Northwestern Medicine and Google use AI to improve lung cancer detection
May 22, 2019
A new study from Google and Northwestern Medicine found deep learning, a type of artificial intelligence, was able to spot cancerous lung nodules in scans more accurately than radiology experts, opening the door for earlier detection and treatment of lung cancer.
The deep-learning model was able to identify the disease through creating automated images and teaching large computers to learn from past images, improving its accuracy rate. The system confirmed evidence of cancer more quickly and had fewer false positive and false negatives than its human counterparts.
Lung cancer resulted in an estimated 160,000 deaths in 2018, making it the most common cause of death related to cancer. Shravya Shetty, the technical lead at Google, said lung cancer’s impact makes the discovery especially consequential.
“This area of research is incredibly important, as lung cancer has the highest rate of mortality among all cancers, and there are many challenges in the way of broad adoption of lung cancer screening,” Shetty said in a University release. “Our work examines ways AI can be used to improve the accuracy and optimize the screening process, in ways that could help with the implementation of screening programs.”
To function, the deep-learning system relies on initial scans as well as past ones to analyze growth rates of suspicious lung nodules. It also does regional analysis on the organs to identify regions of interest.
“Radiologists generally examine hundreds of two-dimensional images or ‘slices’ in a single CT scan but this new machine learning system views the lungs in a huge, single three-dimensional image,” study co-author and anesthesiology and engineering Prof. Mozziyar Etemadi said in the release. “AI in 3D can be much more sensitive in its ability to detect early lung cancer than the human eye looking at 2-D images. This is technically ‘4D’ because it is not only looking at one CT scan, but two (the current and prior scan) over time.”
· · · · ·
## List of tasks
(1) Sum up the article on AI lung cancer detection in two sentences.
(2) From the article on AI lung cancer detection, pull out everything from "The deep-learning model" down to "its human counterparts.", word for word.
The rows after the article play no part in this work.
· · · · ·
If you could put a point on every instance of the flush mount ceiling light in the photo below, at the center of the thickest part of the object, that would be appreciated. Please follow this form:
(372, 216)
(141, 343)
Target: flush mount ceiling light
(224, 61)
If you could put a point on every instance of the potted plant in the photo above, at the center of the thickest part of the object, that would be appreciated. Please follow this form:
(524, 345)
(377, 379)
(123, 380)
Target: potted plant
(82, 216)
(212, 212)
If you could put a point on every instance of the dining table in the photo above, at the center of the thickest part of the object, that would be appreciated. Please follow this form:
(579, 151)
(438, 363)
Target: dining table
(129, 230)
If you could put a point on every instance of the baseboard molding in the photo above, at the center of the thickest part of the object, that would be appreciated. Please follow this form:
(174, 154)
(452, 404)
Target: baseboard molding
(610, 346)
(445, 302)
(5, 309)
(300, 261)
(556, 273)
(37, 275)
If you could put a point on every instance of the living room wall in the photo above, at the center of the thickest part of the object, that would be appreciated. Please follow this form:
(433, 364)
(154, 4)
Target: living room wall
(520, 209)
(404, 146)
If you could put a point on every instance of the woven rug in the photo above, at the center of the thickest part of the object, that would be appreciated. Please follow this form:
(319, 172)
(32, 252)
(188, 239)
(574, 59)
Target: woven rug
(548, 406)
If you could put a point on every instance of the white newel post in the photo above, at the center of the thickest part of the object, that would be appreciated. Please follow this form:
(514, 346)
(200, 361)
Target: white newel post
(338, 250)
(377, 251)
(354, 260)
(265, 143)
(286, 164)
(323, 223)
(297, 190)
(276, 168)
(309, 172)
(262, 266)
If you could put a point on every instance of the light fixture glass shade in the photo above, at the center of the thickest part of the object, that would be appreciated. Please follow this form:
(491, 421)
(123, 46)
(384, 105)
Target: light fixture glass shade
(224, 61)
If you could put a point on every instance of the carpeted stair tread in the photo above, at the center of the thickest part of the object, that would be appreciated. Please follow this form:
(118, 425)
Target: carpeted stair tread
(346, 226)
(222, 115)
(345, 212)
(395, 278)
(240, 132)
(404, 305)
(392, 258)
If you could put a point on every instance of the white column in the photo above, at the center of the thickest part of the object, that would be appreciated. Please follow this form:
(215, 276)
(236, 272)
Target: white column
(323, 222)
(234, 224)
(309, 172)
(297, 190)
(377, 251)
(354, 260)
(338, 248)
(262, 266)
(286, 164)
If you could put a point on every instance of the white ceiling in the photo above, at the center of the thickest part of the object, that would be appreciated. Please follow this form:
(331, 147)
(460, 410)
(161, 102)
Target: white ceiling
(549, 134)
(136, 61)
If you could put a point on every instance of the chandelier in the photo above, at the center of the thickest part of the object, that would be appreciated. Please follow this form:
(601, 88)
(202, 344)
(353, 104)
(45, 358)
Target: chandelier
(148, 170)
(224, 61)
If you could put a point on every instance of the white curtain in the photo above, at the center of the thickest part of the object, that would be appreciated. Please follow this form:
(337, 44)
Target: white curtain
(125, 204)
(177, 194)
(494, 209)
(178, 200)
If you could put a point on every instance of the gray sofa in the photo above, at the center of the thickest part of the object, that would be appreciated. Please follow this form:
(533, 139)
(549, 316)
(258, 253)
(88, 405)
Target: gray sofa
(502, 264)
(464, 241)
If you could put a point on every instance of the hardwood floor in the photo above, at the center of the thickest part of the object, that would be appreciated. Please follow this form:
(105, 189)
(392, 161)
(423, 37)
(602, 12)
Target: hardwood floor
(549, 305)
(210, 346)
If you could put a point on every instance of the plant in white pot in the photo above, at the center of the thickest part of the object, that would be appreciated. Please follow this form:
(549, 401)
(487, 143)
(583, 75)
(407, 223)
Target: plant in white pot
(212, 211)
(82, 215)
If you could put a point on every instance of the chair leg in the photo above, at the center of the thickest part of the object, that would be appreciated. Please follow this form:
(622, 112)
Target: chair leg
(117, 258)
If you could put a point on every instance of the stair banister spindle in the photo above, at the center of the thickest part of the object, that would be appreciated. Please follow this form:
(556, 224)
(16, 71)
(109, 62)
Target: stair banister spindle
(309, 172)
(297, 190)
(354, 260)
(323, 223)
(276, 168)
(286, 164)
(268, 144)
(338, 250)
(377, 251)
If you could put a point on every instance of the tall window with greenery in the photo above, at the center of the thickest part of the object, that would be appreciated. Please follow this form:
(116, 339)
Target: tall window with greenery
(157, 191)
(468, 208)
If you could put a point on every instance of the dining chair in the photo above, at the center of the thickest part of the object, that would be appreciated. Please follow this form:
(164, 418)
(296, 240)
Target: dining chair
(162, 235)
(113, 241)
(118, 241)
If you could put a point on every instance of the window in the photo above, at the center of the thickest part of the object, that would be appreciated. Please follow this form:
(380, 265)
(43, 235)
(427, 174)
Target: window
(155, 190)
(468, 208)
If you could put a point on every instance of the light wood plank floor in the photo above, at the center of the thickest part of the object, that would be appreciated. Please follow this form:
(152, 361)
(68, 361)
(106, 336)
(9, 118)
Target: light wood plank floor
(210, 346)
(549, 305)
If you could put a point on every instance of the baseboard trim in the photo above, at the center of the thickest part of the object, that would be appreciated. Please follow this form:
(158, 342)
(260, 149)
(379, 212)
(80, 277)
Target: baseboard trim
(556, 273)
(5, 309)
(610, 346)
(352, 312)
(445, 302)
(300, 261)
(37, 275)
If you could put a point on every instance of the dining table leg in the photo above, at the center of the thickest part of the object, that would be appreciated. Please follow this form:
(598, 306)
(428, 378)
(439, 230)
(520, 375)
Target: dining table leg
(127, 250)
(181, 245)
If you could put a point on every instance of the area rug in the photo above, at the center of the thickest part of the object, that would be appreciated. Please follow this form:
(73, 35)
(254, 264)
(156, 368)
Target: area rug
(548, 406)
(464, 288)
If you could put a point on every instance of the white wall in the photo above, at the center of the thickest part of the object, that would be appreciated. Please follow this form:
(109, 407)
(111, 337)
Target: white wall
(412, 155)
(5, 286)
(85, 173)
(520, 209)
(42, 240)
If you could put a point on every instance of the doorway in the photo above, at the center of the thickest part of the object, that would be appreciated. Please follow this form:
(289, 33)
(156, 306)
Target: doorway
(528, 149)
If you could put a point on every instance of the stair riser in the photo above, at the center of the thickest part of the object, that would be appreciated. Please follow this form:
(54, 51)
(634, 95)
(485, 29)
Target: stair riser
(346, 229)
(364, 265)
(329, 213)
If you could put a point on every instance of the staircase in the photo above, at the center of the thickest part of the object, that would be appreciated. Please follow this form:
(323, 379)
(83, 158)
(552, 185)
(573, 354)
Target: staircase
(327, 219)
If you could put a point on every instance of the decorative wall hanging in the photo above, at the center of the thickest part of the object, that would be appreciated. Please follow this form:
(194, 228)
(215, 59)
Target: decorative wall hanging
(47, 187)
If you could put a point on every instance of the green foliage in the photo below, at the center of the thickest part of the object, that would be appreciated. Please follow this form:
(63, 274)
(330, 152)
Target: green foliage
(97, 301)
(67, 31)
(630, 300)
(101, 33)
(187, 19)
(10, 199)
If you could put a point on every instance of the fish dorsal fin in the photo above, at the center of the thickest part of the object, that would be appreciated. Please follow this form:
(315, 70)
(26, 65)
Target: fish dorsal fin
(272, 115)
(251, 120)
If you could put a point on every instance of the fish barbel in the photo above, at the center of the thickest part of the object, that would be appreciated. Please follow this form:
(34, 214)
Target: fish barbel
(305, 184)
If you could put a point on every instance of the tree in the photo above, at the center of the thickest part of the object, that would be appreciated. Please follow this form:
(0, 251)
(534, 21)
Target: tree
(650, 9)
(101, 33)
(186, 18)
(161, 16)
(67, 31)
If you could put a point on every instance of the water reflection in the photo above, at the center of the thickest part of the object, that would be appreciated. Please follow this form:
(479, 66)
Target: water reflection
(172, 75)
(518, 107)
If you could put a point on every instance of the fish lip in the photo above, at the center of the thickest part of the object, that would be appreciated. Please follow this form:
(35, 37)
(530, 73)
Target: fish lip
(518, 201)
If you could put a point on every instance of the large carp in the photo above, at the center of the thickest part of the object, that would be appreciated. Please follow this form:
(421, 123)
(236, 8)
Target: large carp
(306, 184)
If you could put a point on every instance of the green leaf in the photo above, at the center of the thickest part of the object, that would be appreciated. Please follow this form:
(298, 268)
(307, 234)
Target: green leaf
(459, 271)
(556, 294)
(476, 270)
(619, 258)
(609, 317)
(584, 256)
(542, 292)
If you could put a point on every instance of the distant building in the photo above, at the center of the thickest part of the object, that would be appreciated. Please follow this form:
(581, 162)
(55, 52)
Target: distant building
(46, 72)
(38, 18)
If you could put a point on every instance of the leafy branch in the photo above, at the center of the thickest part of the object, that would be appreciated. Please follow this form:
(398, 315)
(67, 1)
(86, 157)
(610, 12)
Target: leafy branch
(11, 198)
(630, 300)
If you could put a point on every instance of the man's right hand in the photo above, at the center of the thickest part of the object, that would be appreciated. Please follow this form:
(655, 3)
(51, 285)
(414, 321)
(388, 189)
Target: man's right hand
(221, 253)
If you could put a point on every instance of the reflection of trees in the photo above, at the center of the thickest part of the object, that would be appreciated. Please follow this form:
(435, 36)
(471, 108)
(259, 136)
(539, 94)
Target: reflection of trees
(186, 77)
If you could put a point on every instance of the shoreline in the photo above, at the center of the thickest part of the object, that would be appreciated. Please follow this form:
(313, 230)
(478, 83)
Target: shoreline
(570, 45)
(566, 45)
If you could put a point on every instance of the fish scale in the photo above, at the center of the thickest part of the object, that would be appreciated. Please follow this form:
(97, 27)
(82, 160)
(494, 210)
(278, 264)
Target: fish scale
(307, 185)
· · · · ·
## Answers to each task
(1) A study from Google and Northwestern Medicine found that a deep-learning system spotted cancerous lung nodules in scans more accurately than radiology experts, with fewer false positives and false negatives. The system uses both current and past scans to analyze how suspicious nodules grow, and it views the lungs as a single three-dimensional image instead of many two-dimensional slices.

(2)
The deep-learning model was able to identify the disease through creating automated images and teaching large computers to learn from past images, improving its accuracy rate. The system confirmed evidence of cancer more quickly and had fewer false positive and false negatives than its human counterparts.